▸ Given request:
Write out all of these entries again, requests included, and scale every coordinate in the answers by 1.1, rounding each to a whole number with halves going up.
───── Given entries
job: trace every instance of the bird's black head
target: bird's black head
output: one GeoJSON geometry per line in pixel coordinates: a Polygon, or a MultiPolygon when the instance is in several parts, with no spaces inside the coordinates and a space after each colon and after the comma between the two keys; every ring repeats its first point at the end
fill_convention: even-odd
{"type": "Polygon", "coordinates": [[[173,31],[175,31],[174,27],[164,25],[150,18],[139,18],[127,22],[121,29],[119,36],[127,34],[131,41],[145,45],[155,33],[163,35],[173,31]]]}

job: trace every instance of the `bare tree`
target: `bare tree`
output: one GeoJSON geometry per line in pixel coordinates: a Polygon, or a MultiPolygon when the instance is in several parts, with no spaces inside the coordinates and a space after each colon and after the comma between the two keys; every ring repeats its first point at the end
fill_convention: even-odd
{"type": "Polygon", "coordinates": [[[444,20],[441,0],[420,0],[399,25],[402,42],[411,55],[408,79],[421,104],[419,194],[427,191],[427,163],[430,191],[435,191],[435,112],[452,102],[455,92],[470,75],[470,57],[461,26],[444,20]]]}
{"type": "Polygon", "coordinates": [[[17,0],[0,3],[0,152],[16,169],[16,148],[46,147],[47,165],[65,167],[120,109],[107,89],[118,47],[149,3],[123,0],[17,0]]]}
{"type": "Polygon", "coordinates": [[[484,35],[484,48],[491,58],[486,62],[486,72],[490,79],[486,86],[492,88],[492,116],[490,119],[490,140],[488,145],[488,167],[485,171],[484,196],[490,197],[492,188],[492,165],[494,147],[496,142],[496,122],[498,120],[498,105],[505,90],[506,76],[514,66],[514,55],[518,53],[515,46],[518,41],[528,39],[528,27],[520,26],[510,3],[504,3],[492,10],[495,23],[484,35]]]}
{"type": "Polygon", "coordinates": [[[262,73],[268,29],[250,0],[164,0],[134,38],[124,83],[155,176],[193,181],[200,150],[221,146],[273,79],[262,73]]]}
──────────
▸ Written response:
job: trace every instance of the bird's black head
target: bird's black head
output: one GeoJSON geometry per line in pixel coordinates: a Polygon, or a MultiPolygon when the instance is in several parts, with no spaces inside the coordinates and a space after each colon and after the comma between the two keys; every ring repeats its first point at the end
fill_convention: even-odd
{"type": "Polygon", "coordinates": [[[190,34],[193,34],[191,30],[180,28],[165,20],[153,20],[140,24],[133,32],[131,40],[140,37],[144,45],[160,50],[171,36],[179,39],[190,34]]]}

job: trace every instance of the `bare tree`
target: `bare tree`
output: one GeoJSON geometry per line in pixel coordinates: a Polygon, or a MultiPolygon when the instance is in several parts, with no spaces inside the coordinates and a space after each colon and after the comma between the two keys; every ring repeats its first point at the end
fill_convention: even-odd
{"type": "Polygon", "coordinates": [[[488,22],[485,0],[462,0],[439,28],[442,46],[452,61],[449,87],[463,114],[461,213],[470,210],[470,179],[473,210],[479,210],[479,123],[497,112],[501,101],[517,83],[517,63],[507,29],[488,22]]]}
{"type": "Polygon", "coordinates": [[[19,0],[0,3],[0,167],[18,186],[18,163],[51,162],[52,182],[72,184],[132,120],[118,98],[130,52],[164,3],[135,0],[19,0]]]}
{"type": "Polygon", "coordinates": [[[532,39],[532,53],[540,64],[535,68],[535,79],[539,87],[535,95],[541,97],[541,128],[539,131],[539,154],[537,160],[537,184],[534,188],[532,216],[539,217],[541,207],[541,182],[543,162],[546,156],[546,134],[548,132],[548,116],[556,99],[557,84],[565,73],[565,61],[570,58],[567,51],[570,45],[581,43],[581,30],[572,29],[561,3],[554,3],[541,11],[545,25],[532,39]]]}
{"type": "Polygon", "coordinates": [[[288,80],[295,32],[275,0],[180,0],[147,42],[136,91],[171,194],[212,199],[220,165],[243,161],[300,87],[288,80]]]}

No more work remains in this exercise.